• **Exercise aim**
The material below is to be copied exactly from the line with "positive clicks: (49, 252)" up to and including the line with "box: [155, 600, 227, 681]", with nothing else kept and no pictures.

• **Exercise data**
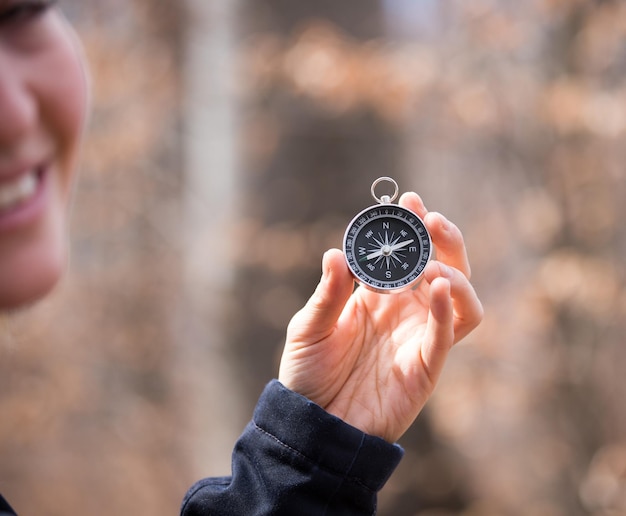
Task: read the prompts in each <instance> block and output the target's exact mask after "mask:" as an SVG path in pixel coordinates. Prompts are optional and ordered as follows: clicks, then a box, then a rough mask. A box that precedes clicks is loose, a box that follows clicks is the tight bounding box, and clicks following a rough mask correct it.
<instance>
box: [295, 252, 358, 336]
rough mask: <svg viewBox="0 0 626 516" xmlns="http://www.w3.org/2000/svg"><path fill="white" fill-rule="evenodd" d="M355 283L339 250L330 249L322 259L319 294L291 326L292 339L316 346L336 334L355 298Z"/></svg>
mask: <svg viewBox="0 0 626 516" xmlns="http://www.w3.org/2000/svg"><path fill="white" fill-rule="evenodd" d="M353 289H354V280H353V279H352V275H351V274H350V271H349V270H348V266H347V265H346V262H345V260H344V257H343V253H342V252H341V251H340V250H339V249H330V250H329V251H326V253H324V257H323V259H322V279H321V280H320V282H319V284H318V285H317V288H316V289H315V292H314V293H313V295H312V296H311V298H310V299H309V300H308V301H307V303H306V305H305V306H304V308H302V310H300V311H299V312H298V313H297V314H296V315H295V316H294V317H293V319H292V320H291V322H290V323H289V329H288V333H289V334H290V337H291V339H294V340H306V341H308V342H316V341H318V340H321V339H323V338H325V337H327V336H328V335H329V334H330V333H331V332H332V330H333V328H334V326H335V323H336V322H337V320H338V319H339V316H340V315H341V312H342V311H343V308H344V307H345V305H346V303H347V302H348V299H349V298H350V296H351V295H352V291H353Z"/></svg>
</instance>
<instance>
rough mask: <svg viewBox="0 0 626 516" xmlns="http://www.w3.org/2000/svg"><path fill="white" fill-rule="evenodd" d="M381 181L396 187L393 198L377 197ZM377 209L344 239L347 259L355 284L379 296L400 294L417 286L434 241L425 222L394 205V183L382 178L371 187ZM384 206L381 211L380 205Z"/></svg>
mask: <svg viewBox="0 0 626 516" xmlns="http://www.w3.org/2000/svg"><path fill="white" fill-rule="evenodd" d="M381 181H388V182H390V183H392V184H393V185H394V186H395V193H394V195H393V196H382V197H381V198H380V199H379V198H378V197H376V195H375V192H374V188H375V186H376V185H377V184H378V183H380V182H381ZM372 195H373V196H374V198H375V199H376V201H378V203H379V205H378V206H370V207H369V208H366V209H365V210H363V211H361V212H360V213H359V214H357V216H356V217H355V218H354V219H353V220H352V222H350V224H349V225H348V227H347V229H346V233H345V235H344V241H343V243H344V255H345V257H346V262H347V264H348V267H349V269H350V271H351V272H352V274H353V275H354V277H355V278H356V280H357V281H358V282H359V283H361V284H362V285H364V286H365V287H366V288H369V289H370V290H373V291H375V292H379V293H393V292H401V291H403V290H406V289H408V288H411V287H413V286H415V285H416V284H417V283H418V282H419V281H420V279H421V276H422V273H423V271H424V268H425V267H426V264H427V263H428V260H430V257H431V253H432V241H431V239H430V235H429V233H428V230H427V229H426V226H425V225H424V222H423V221H422V220H421V219H420V218H419V216H417V215H416V214H415V213H413V212H412V211H410V210H408V209H407V208H404V207H403V206H398V205H395V204H391V203H392V202H393V200H394V199H395V198H396V197H397V195H398V185H397V184H396V182H395V181H394V180H393V179H390V178H380V179H378V180H377V181H375V182H374V184H373V185H372ZM381 204H382V205H383V206H385V208H384V209H381V207H380V205H381Z"/></svg>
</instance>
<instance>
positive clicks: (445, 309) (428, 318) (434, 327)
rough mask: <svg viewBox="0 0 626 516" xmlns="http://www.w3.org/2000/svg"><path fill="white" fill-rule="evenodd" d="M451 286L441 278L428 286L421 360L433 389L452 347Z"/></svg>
mask: <svg viewBox="0 0 626 516" xmlns="http://www.w3.org/2000/svg"><path fill="white" fill-rule="evenodd" d="M451 289H452V286H451V284H450V282H449V281H448V280H447V279H445V278H442V277H437V278H435V279H434V280H433V282H432V284H431V285H430V293H429V298H430V310H429V313H428V321H427V323H426V335H425V339H424V345H423V347H422V348H421V350H420V352H421V360H422V364H423V366H424V369H425V371H426V374H427V376H428V379H429V380H430V383H431V386H432V387H433V388H434V386H435V384H436V383H437V379H438V378H439V375H440V374H441V371H442V369H443V366H444V364H445V361H446V357H447V356H448V352H449V351H450V349H451V348H452V346H453V345H454V311H453V306H452V298H451Z"/></svg>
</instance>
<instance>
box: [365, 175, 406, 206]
mask: <svg viewBox="0 0 626 516" xmlns="http://www.w3.org/2000/svg"><path fill="white" fill-rule="evenodd" d="M380 183H391V184H392V185H393V195H391V196H389V195H381V196H380V197H378V196H377V195H376V187H377V186H378V185H379V184H380ZM371 192H372V197H373V198H374V199H375V200H376V202H378V203H380V204H391V203H392V202H393V201H395V200H396V199H397V197H398V192H399V188H398V183H396V182H395V181H394V180H393V179H391V178H390V177H379V178H378V179H377V180H376V181H374V182H373V183H372V188H371Z"/></svg>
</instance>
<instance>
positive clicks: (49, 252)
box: [0, 239, 68, 313]
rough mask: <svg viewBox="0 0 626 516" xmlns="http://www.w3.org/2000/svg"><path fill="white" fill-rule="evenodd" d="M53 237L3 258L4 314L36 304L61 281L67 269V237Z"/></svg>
mask: <svg viewBox="0 0 626 516" xmlns="http://www.w3.org/2000/svg"><path fill="white" fill-rule="evenodd" d="M52 240H53V241H52V242H51V241H50V239H48V241H43V242H37V244H36V245H33V246H30V248H26V249H20V252H19V253H15V254H14V255H13V256H12V257H10V259H6V258H7V257H6V255H5V256H4V257H3V258H5V259H3V260H0V261H2V263H0V267H1V270H0V313H2V312H10V311H14V310H18V309H21V308H25V307H27V306H30V305H32V304H33V303H35V302H37V301H39V300H40V299H42V298H44V297H45V296H46V295H47V294H49V293H50V291H52V290H53V289H54V287H55V286H56V285H57V284H58V283H59V280H60V279H61V277H62V276H63V274H64V272H65V269H66V264H67V254H68V253H67V245H66V242H65V239H62V240H57V239H52Z"/></svg>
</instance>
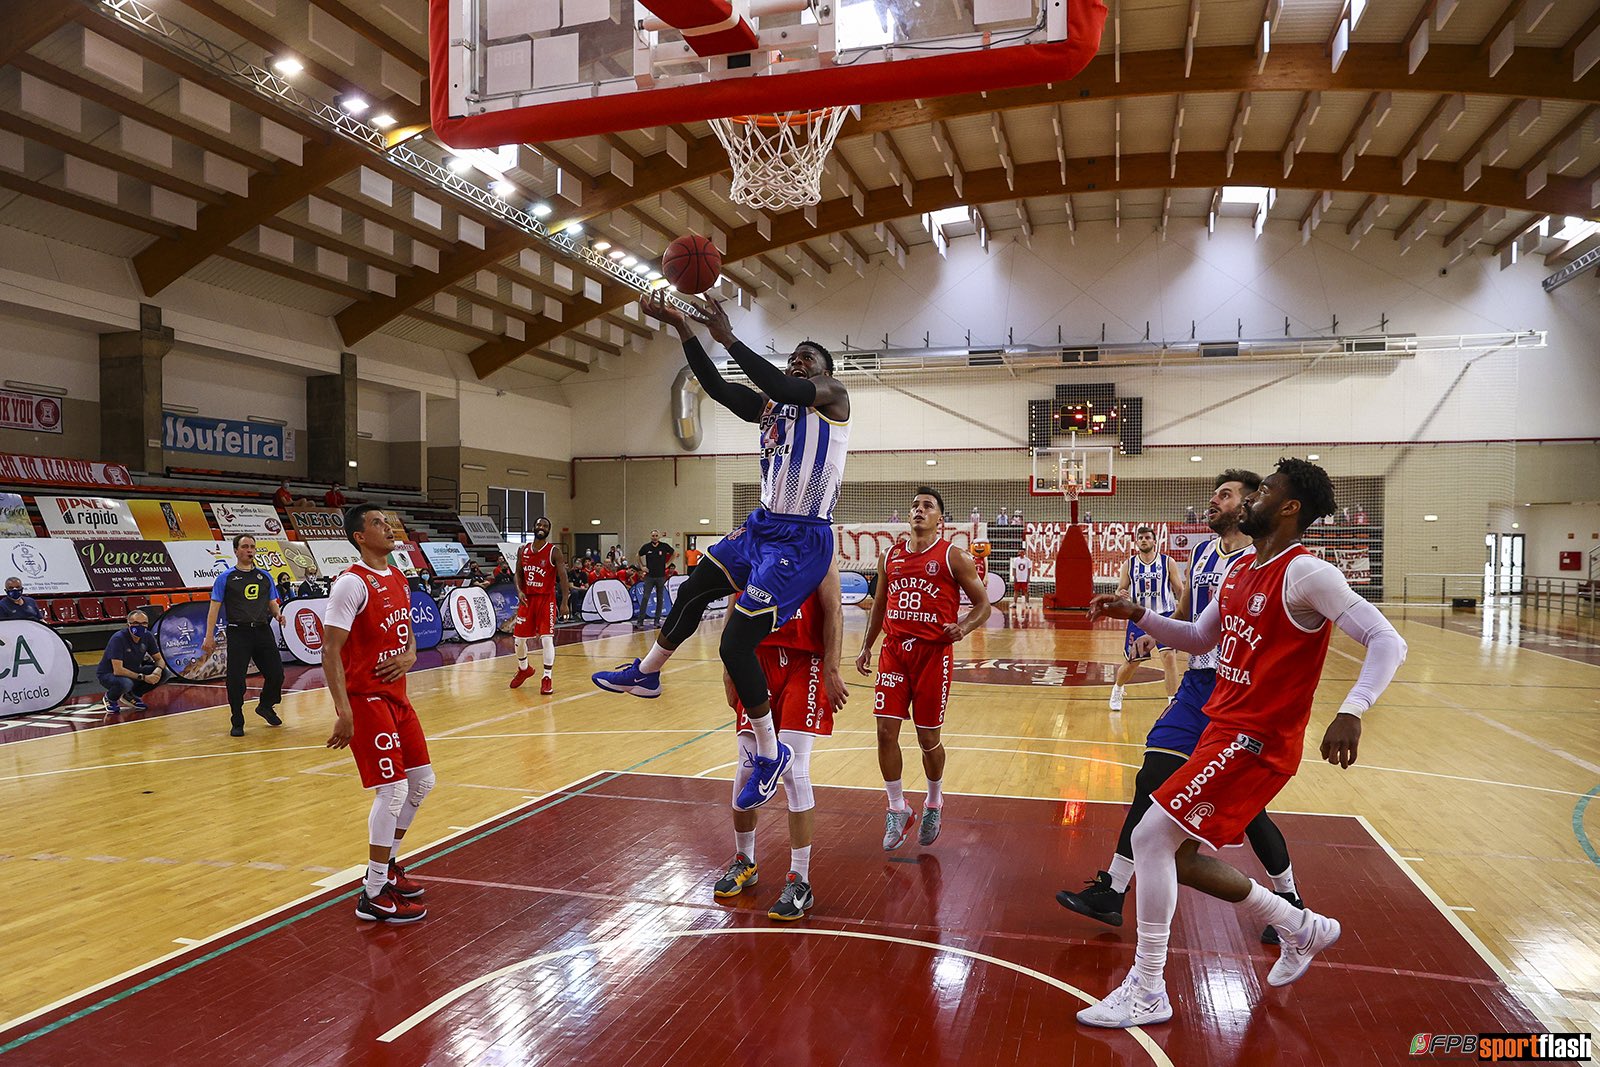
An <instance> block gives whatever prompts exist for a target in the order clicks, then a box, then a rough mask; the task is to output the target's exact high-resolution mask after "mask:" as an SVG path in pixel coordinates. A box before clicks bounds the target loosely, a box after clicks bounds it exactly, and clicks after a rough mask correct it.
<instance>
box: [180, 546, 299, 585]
mask: <svg viewBox="0 0 1600 1067" xmlns="http://www.w3.org/2000/svg"><path fill="white" fill-rule="evenodd" d="M166 555H170V557H171V558H173V566H174V568H178V577H179V579H182V585H184V587H186V589H211V585H213V584H214V582H216V579H219V577H221V576H222V573H224V571H226V569H227V568H230V566H234V545H232V544H229V542H227V541H173V542H168V545H166ZM258 561H259V560H258ZM261 566H266V565H264V563H262V565H261ZM267 569H269V571H270V568H267ZM274 577H275V576H274Z"/></svg>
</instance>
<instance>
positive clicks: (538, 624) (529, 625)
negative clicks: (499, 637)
mask: <svg viewBox="0 0 1600 1067" xmlns="http://www.w3.org/2000/svg"><path fill="white" fill-rule="evenodd" d="M510 632H512V635H514V637H547V635H552V633H555V600H554V598H552V600H526V598H523V600H522V601H520V603H518V605H517V619H515V622H512V627H510Z"/></svg>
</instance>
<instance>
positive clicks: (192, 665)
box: [155, 600, 227, 681]
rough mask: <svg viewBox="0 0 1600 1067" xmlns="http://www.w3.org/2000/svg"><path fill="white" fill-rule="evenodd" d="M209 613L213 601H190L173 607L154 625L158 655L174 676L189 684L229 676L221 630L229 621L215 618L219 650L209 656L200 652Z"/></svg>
mask: <svg viewBox="0 0 1600 1067" xmlns="http://www.w3.org/2000/svg"><path fill="white" fill-rule="evenodd" d="M210 609H211V605H210V601H203V600H190V601H189V603H181V605H173V606H171V608H168V609H166V611H163V613H162V617H160V619H157V621H155V648H157V651H160V653H162V659H165V661H166V665H168V669H171V672H173V673H176V675H179V677H181V678H187V680H189V681H208V680H211V678H221V677H224V675H226V673H227V635H226V632H224V630H222V625H224V624H226V622H227V619H226V616H224V614H222V613H221V611H219V613H218V617H216V648H213V649H211V651H210V653H205V651H203V649H202V648H200V643H202V641H203V640H205V617H206V613H208V611H210Z"/></svg>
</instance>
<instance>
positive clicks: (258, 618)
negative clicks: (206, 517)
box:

• **Task answer**
positive clicks: (49, 252)
box: [0, 239, 68, 313]
rough mask: <svg viewBox="0 0 626 516" xmlns="http://www.w3.org/2000/svg"><path fill="white" fill-rule="evenodd" d="M53 237L3 258L4 314L36 304L61 281L67 269V237Z"/></svg>
mask: <svg viewBox="0 0 626 516" xmlns="http://www.w3.org/2000/svg"><path fill="white" fill-rule="evenodd" d="M52 240H53V241H52V242H51V241H50V239H48V241H43V242H37V244H36V245H33V246H30V248H26V249H20V252H19V253H15V254H14V255H13V256H12V257H10V259H6V258H7V257H6V255H5V256H4V257H3V258H5V259H3V260H0V261H2V263H0V267H1V270H0V313H2V312H10V311H14V310H18V309H21V308H25V307H27V306H30V305H32V304H33V303H35V302H37V301H39V300H40V299H42V298H44V297H45V296H46V295H47V294H49V293H50V291H52V290H53V289H54V287H55V286H56V285H57V284H58V283H59V280H60V279H61V277H62V276H63V274H64V272H65V269H66V264H67V254H68V253H67V245H66V242H65V239H62V240H57V239H52Z"/></svg>
</instance>
An <instance> block gives whatever prompts exist for a target in the order clicks, then a box, then a rough mask; the task is to output the target's exact high-resolution mask after "mask:" as an SVG path in pixel coordinates. A box before clicks bounds the target loosely, a box after clicks bounds it exactly, and clicks after a rough mask correct it.
<instance>
box: [180, 546, 299, 585]
mask: <svg viewBox="0 0 1600 1067" xmlns="http://www.w3.org/2000/svg"><path fill="white" fill-rule="evenodd" d="M166 555H170V557H171V558H173V566H174V568H178V577H179V579H182V585H184V587H186V589H211V585H213V584H214V582H216V579H219V577H221V576H222V573H224V571H226V569H227V568H230V566H234V545H232V544H229V542H227V541H173V542H168V545H166ZM258 561H259V560H258ZM261 566H266V565H264V563H262V565H261ZM267 569H269V571H270V568H267ZM274 577H275V576H274Z"/></svg>
</instance>
<instance>
positive clicks: (538, 624) (529, 625)
negative clicks: (499, 637)
mask: <svg viewBox="0 0 1600 1067" xmlns="http://www.w3.org/2000/svg"><path fill="white" fill-rule="evenodd" d="M510 632H512V635H514V637H547V635H552V633H555V600H554V598H552V600H526V598H523V600H522V601H520V603H518V605H517V619H515V622H512V627H510Z"/></svg>
</instance>
<instance>
positive clicks: (192, 665)
box: [155, 600, 227, 681]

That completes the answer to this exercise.